=== RECORD SET ===
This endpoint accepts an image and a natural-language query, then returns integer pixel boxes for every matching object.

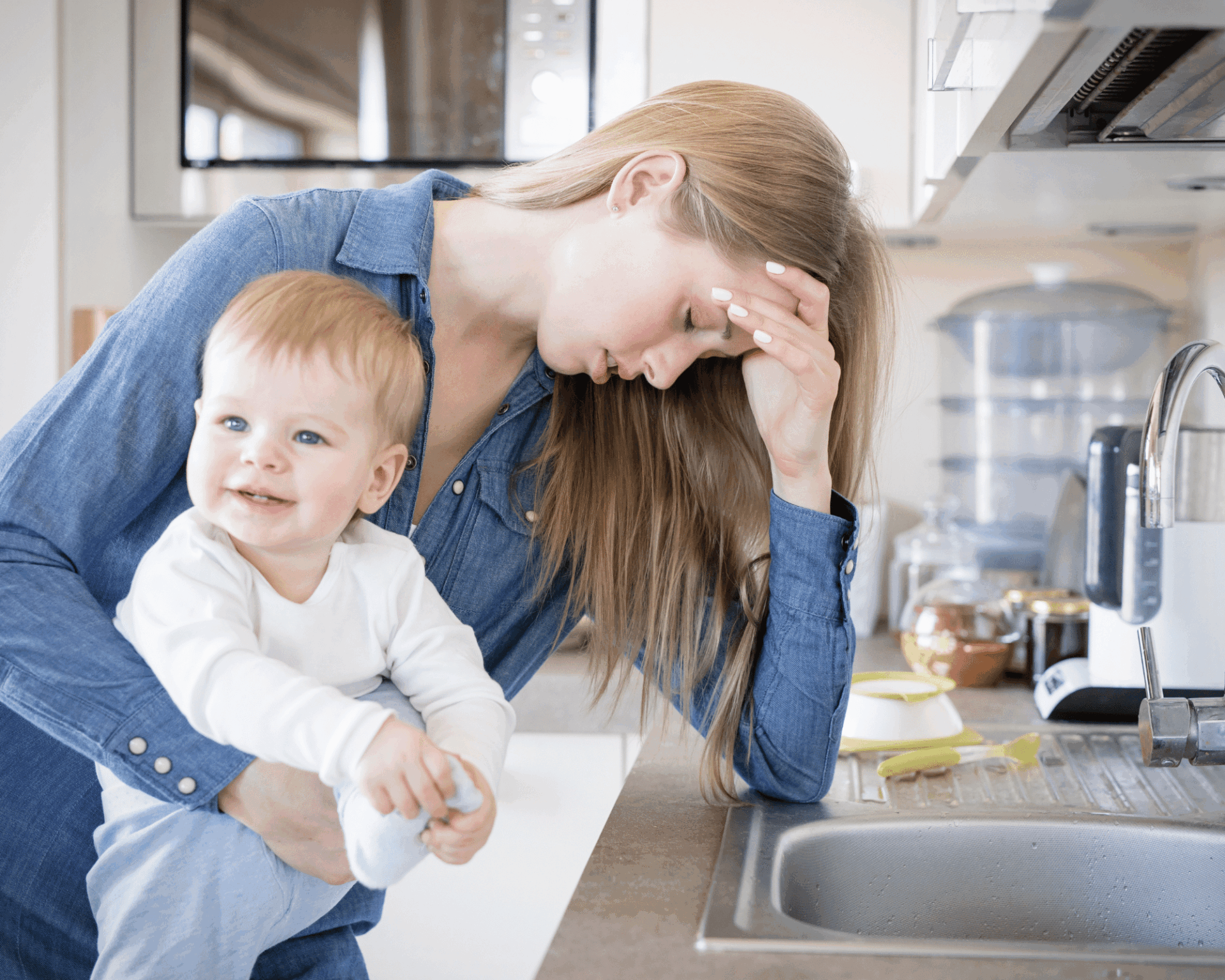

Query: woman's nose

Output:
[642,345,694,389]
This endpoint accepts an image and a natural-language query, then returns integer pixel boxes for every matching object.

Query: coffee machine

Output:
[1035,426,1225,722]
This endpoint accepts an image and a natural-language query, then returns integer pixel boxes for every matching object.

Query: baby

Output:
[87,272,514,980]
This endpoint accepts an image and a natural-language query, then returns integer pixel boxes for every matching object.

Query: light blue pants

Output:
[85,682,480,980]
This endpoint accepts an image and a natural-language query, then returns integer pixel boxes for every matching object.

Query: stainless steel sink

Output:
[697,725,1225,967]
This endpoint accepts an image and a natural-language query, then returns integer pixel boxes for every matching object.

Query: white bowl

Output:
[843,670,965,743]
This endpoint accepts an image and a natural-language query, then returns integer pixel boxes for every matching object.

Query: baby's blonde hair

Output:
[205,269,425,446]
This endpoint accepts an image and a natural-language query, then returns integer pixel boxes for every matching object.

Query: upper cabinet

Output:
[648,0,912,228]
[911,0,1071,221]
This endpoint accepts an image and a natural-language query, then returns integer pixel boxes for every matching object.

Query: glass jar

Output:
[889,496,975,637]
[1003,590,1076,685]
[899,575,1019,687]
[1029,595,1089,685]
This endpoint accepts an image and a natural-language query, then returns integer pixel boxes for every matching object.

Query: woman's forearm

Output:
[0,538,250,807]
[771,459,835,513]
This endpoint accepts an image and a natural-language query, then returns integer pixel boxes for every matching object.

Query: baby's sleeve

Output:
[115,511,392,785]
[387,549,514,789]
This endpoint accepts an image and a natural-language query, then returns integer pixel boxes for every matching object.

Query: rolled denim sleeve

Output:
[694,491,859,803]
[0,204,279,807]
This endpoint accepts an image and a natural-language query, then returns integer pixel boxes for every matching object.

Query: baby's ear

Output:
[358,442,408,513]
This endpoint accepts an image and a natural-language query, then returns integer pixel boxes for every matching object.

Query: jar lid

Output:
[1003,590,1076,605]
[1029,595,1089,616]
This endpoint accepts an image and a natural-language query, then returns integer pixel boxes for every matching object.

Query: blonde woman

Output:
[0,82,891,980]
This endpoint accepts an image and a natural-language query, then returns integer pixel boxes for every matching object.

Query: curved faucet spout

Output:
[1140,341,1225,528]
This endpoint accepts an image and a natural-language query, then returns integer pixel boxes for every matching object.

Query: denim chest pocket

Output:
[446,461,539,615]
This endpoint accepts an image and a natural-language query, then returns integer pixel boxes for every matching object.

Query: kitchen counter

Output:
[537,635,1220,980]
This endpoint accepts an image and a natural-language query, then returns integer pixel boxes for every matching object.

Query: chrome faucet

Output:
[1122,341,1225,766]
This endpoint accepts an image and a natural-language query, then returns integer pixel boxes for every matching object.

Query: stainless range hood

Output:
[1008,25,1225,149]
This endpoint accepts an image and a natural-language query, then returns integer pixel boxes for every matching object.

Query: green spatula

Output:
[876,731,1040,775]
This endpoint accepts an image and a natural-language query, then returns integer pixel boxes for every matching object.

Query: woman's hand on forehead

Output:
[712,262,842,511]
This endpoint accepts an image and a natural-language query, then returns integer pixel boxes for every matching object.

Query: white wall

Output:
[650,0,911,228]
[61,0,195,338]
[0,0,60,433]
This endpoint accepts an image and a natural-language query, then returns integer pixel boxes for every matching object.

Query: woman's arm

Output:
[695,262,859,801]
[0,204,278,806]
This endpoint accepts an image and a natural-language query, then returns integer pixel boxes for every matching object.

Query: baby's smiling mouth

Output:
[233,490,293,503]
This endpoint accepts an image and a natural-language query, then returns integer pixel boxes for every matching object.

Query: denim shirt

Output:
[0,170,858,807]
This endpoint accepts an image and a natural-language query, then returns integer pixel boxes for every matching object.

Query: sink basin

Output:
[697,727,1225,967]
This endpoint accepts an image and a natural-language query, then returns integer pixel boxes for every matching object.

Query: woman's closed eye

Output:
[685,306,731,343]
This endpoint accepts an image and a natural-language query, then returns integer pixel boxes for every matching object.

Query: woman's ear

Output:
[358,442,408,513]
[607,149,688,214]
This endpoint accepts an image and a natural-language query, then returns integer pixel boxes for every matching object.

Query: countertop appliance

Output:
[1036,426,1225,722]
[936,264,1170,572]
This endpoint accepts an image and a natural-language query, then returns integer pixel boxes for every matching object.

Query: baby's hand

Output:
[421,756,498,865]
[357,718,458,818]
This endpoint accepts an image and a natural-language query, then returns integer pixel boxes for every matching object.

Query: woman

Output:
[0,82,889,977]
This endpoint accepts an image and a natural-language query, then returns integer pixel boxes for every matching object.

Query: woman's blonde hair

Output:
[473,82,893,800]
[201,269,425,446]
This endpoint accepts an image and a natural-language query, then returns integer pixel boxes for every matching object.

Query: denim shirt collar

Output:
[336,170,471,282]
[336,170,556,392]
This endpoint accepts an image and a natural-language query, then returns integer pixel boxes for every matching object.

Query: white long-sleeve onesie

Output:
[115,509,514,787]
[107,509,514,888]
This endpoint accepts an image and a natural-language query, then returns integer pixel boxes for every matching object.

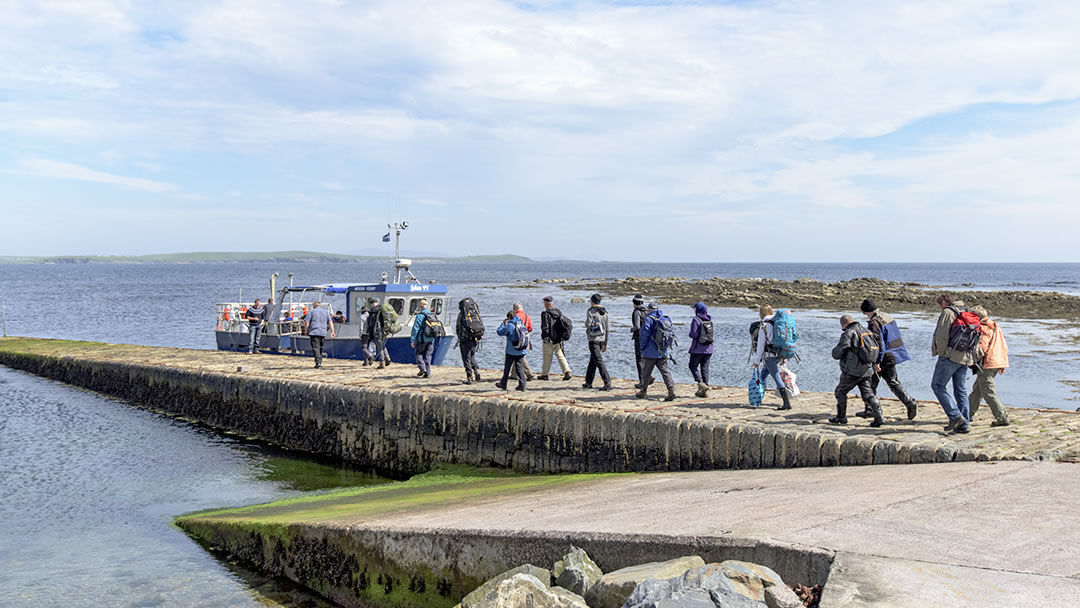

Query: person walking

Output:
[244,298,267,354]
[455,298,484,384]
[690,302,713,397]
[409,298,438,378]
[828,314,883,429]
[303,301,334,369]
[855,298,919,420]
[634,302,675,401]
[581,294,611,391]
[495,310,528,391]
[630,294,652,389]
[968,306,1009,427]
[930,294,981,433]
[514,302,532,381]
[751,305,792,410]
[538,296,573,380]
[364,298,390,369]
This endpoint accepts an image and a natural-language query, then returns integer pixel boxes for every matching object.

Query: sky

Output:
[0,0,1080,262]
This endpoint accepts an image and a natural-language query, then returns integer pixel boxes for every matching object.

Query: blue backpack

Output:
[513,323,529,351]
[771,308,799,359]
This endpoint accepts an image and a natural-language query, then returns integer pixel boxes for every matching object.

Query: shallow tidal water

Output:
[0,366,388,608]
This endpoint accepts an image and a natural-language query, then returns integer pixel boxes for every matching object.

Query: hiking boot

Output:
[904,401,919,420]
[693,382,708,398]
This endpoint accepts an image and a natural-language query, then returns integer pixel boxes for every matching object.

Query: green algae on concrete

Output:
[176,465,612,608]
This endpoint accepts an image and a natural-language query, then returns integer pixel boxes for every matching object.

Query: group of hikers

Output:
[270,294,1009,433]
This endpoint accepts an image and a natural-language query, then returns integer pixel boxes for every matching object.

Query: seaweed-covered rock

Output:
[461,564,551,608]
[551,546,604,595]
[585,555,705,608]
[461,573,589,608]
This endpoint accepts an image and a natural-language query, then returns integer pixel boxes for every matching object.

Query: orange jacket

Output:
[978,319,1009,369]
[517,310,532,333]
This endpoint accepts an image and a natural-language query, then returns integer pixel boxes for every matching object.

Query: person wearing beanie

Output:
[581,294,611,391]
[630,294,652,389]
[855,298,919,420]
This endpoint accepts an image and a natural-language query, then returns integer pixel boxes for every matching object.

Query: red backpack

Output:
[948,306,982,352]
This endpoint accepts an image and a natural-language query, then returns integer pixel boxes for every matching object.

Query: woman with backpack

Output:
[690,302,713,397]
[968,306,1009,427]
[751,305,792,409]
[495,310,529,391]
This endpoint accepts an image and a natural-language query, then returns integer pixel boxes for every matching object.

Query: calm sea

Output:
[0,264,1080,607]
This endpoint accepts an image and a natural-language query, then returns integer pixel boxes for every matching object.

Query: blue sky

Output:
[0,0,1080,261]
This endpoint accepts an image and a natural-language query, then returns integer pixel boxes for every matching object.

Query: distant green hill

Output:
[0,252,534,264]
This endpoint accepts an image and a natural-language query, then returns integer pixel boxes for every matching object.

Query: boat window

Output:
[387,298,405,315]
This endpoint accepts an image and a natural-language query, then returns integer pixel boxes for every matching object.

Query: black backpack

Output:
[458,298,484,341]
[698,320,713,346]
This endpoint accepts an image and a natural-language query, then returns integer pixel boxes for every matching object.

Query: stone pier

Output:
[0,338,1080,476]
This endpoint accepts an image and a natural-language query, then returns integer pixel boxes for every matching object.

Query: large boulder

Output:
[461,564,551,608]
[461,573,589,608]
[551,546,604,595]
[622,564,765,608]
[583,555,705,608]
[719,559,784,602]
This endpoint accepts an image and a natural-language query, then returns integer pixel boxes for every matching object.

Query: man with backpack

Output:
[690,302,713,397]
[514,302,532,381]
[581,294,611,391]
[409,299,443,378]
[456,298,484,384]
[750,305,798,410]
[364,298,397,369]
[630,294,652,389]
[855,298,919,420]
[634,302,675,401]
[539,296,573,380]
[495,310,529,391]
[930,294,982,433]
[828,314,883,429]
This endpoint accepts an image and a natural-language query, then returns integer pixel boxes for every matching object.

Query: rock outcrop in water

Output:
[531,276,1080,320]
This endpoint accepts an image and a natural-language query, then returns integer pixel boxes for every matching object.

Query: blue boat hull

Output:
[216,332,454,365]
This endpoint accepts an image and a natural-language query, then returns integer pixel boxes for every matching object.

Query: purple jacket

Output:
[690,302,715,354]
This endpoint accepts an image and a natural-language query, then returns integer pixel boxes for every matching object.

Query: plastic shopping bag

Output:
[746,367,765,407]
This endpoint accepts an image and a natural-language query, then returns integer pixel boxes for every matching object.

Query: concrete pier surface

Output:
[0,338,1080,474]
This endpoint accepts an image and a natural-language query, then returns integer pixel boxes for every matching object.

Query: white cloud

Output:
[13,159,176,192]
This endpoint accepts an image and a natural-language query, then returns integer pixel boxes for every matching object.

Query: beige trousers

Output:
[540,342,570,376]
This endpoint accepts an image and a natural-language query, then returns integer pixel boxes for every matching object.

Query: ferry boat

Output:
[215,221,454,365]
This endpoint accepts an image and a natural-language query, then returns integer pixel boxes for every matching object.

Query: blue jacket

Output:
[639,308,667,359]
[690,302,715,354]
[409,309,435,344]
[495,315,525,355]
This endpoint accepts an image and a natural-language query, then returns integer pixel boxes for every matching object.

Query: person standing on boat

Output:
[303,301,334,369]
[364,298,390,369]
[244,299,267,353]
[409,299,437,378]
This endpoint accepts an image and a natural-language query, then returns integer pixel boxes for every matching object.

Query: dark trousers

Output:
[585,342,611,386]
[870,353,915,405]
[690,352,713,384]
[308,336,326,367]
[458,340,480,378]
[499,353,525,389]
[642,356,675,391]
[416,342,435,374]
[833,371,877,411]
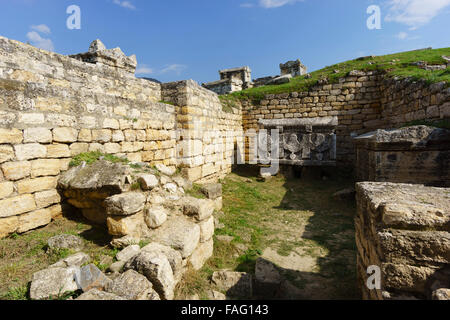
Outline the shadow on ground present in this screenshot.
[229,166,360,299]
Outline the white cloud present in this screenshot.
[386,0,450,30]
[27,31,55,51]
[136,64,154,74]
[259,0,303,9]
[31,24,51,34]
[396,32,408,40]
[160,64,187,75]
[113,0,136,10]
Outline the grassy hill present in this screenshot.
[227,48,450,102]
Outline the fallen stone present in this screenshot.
===
- PROBLEM REQUIREMENTS -
Repeat the stretch of items from the start through the line that contains "[87,272,514,980]", both ends included, without the pictures.

- SOLUTION TO THIS EXERCISE -
This endpoint accepts an image and a natural-language query, then returns integer pixel boxes for every matching object.


Query: woman's nose

Output:
[642,345,694,389]
This endpoint accepts an image and a natural-language query, then returns integer pixel boxes for every matching object.

Query: coffee machine

Output:
[1035,426,1225,722]
This endpoint accepts an image and a natural-language query, then returns integer pixel boxes for every matching object.

Query: baby

Output:
[87,272,514,980]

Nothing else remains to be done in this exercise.